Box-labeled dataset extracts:
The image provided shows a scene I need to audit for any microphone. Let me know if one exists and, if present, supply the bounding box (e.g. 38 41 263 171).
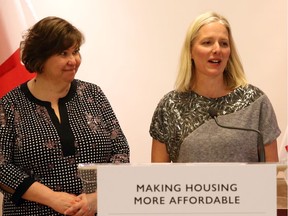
208 107 266 162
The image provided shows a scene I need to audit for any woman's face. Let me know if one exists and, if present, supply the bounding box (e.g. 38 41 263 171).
191 22 230 77
42 46 81 83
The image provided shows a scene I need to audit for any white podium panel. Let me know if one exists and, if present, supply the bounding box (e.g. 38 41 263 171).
97 163 277 216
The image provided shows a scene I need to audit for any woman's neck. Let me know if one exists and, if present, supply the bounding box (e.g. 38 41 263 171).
28 76 71 103
191 80 232 98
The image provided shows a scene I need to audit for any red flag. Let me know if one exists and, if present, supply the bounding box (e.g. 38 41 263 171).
0 0 35 98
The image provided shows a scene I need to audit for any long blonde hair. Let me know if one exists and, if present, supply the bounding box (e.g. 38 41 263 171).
175 12 247 92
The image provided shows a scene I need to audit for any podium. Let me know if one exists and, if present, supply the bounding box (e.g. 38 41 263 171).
77 163 287 216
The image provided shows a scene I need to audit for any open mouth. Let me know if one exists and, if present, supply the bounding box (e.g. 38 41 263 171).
208 60 221 64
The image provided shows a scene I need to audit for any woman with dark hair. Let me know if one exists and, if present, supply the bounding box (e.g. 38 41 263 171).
0 17 129 216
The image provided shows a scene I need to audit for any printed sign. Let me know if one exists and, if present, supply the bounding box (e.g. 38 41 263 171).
97 163 276 216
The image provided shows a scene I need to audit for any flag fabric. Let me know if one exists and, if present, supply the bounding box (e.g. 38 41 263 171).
278 127 288 164
0 0 35 98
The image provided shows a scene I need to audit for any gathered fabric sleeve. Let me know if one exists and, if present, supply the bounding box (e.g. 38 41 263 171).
0 99 35 205
97 86 130 163
259 94 281 144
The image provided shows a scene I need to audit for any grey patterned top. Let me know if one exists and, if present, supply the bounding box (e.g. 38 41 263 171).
150 85 280 162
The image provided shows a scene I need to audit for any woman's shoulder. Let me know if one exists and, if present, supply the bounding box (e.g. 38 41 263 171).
234 84 265 100
74 79 102 93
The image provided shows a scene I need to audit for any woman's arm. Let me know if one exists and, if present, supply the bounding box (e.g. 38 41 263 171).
22 182 81 214
151 139 171 163
264 140 279 162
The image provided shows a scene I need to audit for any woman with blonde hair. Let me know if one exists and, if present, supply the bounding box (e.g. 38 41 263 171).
150 12 280 162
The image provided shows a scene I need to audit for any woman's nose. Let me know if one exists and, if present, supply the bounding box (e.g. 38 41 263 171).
67 55 76 65
212 43 220 53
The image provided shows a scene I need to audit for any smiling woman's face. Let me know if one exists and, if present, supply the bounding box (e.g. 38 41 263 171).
191 22 230 79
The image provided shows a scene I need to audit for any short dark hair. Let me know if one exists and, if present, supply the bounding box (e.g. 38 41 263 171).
20 16 84 73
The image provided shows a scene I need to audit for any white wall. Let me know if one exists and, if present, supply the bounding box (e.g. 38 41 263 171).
31 0 287 163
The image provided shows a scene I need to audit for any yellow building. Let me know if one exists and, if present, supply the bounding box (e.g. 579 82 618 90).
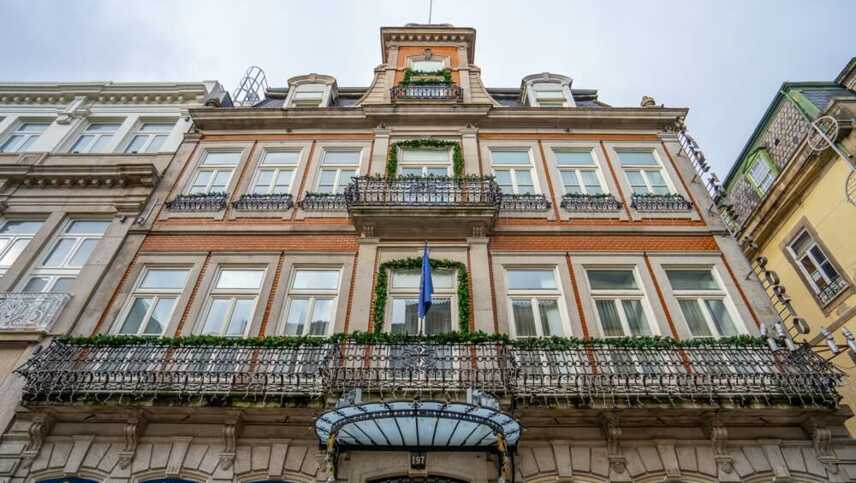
724 58 856 433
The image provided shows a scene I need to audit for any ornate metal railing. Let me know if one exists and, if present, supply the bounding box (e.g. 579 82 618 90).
232 193 294 211
166 193 228 211
630 193 693 212
345 176 502 209
500 193 552 211
0 292 71 332
300 193 347 211
389 84 464 102
17 341 843 405
561 193 621 213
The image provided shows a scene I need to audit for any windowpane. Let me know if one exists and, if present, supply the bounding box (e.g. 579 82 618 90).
595 300 624 337
618 151 658 166
666 270 719 290
554 151 594 166
586 270 637 290
508 269 556 290
217 270 264 289
511 299 537 337
292 270 339 290
140 268 188 289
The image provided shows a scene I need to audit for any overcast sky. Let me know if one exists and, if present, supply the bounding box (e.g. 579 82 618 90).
0 0 856 178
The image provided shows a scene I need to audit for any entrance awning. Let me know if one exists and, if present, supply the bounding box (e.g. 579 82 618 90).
315 401 520 451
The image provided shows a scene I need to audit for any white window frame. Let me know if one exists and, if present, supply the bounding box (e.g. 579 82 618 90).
184 149 244 194
663 266 748 339
196 265 267 337
280 265 342 337
112 265 191 336
247 149 303 195
0 119 53 153
503 265 571 339
488 151 541 195
585 265 660 339
315 147 363 194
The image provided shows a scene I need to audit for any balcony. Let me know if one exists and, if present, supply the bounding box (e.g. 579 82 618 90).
389 84 464 103
561 193 621 213
232 193 294 211
0 292 70 334
345 176 502 236
17 340 843 406
630 193 693 213
166 193 229 212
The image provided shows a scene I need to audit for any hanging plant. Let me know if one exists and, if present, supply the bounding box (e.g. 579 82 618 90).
386 139 464 178
372 257 470 333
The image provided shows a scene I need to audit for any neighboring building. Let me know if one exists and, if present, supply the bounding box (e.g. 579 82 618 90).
0 25 856 483
724 59 856 432
0 82 227 434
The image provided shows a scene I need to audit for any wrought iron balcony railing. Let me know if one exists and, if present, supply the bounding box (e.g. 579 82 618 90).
630 193 693 212
389 84 464 102
17 341 842 405
166 192 229 211
232 193 294 211
345 176 502 209
561 193 621 213
500 193 552 211
0 292 71 332
300 193 346 211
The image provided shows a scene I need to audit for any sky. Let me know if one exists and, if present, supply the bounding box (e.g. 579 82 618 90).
0 0 856 176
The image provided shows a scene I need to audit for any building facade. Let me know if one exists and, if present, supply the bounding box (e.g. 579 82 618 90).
0 25 856 483
724 61 856 433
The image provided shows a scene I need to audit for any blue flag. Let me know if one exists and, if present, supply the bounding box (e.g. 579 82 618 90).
419 241 434 319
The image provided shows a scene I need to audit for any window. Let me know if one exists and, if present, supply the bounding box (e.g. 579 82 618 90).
291 84 327 107
71 122 122 153
746 151 777 196
0 122 51 153
618 150 672 195
490 149 536 194
285 268 341 336
506 268 565 337
317 149 361 193
252 151 300 195
398 149 451 176
532 82 567 107
554 149 604 195
389 270 457 335
187 151 241 194
197 268 265 337
125 121 175 153
21 220 110 293
0 220 45 276
586 269 652 337
788 230 847 305
666 269 738 337
410 59 446 72
118 267 190 336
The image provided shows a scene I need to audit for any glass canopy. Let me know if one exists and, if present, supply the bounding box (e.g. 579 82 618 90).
315 401 520 451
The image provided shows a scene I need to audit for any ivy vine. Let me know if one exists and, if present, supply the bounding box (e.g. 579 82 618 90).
372 257 470 334
398 67 452 86
386 139 464 178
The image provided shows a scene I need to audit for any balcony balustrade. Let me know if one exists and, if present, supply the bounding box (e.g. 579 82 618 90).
389 84 464 102
630 193 693 213
232 193 294 211
166 193 229 212
561 193 621 213
0 292 70 332
17 340 842 406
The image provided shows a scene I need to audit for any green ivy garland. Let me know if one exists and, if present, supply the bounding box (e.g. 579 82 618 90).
372 257 470 334
59 330 767 350
398 67 452 86
386 139 464 178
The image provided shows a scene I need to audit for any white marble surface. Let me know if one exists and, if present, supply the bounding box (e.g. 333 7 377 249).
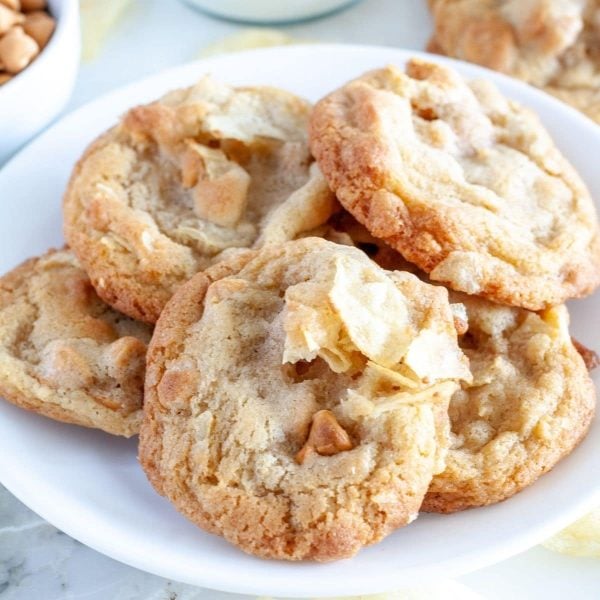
0 0 600 600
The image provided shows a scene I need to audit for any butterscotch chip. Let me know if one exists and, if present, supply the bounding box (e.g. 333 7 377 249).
296 410 352 464
139 238 470 561
0 250 151 436
64 78 335 322
311 60 600 310
571 338 600 371
430 0 600 122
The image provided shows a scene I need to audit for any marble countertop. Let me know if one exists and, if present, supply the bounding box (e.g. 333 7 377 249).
0 0 600 600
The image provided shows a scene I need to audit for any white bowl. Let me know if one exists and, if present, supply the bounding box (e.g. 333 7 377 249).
186 0 357 24
0 0 81 164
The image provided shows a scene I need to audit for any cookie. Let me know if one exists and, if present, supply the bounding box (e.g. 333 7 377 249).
422 295 596 513
310 59 600 310
430 0 600 122
139 238 470 561
64 77 335 323
0 250 151 437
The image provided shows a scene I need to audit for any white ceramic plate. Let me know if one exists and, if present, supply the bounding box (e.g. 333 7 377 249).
0 45 600 597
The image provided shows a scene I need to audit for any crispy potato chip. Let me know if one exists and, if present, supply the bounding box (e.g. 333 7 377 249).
329 259 414 367
542 507 600 558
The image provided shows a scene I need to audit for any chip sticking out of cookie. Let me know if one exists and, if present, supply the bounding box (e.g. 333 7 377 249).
310 59 600 310
428 0 600 123
140 238 471 561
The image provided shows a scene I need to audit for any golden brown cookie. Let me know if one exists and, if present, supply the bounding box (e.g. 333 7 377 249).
0 250 152 437
423 294 596 513
316 211 598 512
310 59 600 310
429 0 600 122
64 77 334 323
140 238 470 561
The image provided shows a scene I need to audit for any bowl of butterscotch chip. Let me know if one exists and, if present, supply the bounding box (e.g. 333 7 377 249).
0 0 80 165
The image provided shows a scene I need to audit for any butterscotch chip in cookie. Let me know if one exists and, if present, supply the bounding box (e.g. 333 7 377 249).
423 295 596 512
311 60 600 310
428 0 600 122
140 238 470 561
64 77 335 323
0 250 151 436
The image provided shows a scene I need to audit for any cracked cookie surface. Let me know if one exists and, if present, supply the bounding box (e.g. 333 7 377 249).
64 77 334 323
423 294 596 512
310 59 600 310
140 238 470 561
0 250 152 436
429 0 600 122
326 212 598 513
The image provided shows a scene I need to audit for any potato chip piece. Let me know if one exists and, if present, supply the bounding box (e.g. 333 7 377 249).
542 507 600 558
329 258 414 367
404 329 470 381
282 282 352 373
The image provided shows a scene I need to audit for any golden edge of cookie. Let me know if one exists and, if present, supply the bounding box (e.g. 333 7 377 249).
421 336 596 513
63 130 170 325
0 250 142 437
309 70 600 311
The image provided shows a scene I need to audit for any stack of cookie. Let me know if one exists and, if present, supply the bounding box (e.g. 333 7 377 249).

REQUEST
Update the items starting at the line containing "for any bowl" and ending at the last of the items, changing "butterscotch chip" to "chocolate chip" and leaving everything else as it is. Give back only those lines.

ANSWER
The image provided shows a scene I need to audit for any bowl of chocolate chip. Let me know if one exists and, if present, supply the bounding box (e.g. 333 7 377 249).
0 0 80 165
The image provided shows a scene I need to audit for any chocolate chip in cookie. Let me know if one exists and, if present, supply the bounding box (e.g. 333 7 377 249).
423 295 596 512
311 60 600 310
428 0 600 122
140 238 470 561
64 77 335 323
0 250 151 436
The image provided shows a scene I need to audit for any cracked cookie surface. Let me know if one exists and, if present, supply the bounding box (e.g. 333 7 377 249).
64 77 334 323
423 294 596 512
310 59 600 310
140 238 470 561
0 250 152 436
429 0 600 122
326 212 598 513
The image provided shows a scene I need to audit for any potato chip piece. Let me know if one exists and, if present, supply the bounding box (e.g. 333 7 377 249).
542 507 600 558
329 258 414 367
404 329 470 381
282 282 352 373
The image provided shows a scene I need to audit for any golden edge of cookie. Let me know if one exists and, if present, supply the bounding box (e.g. 333 7 377 249).
421 336 596 513
63 130 170 325
0 250 142 437
309 70 600 311
The image provided shows a scene I need to audit for any stack of cookie. Let me know if one exists and, if present, supply the bounding box (e.g. 333 7 377 249).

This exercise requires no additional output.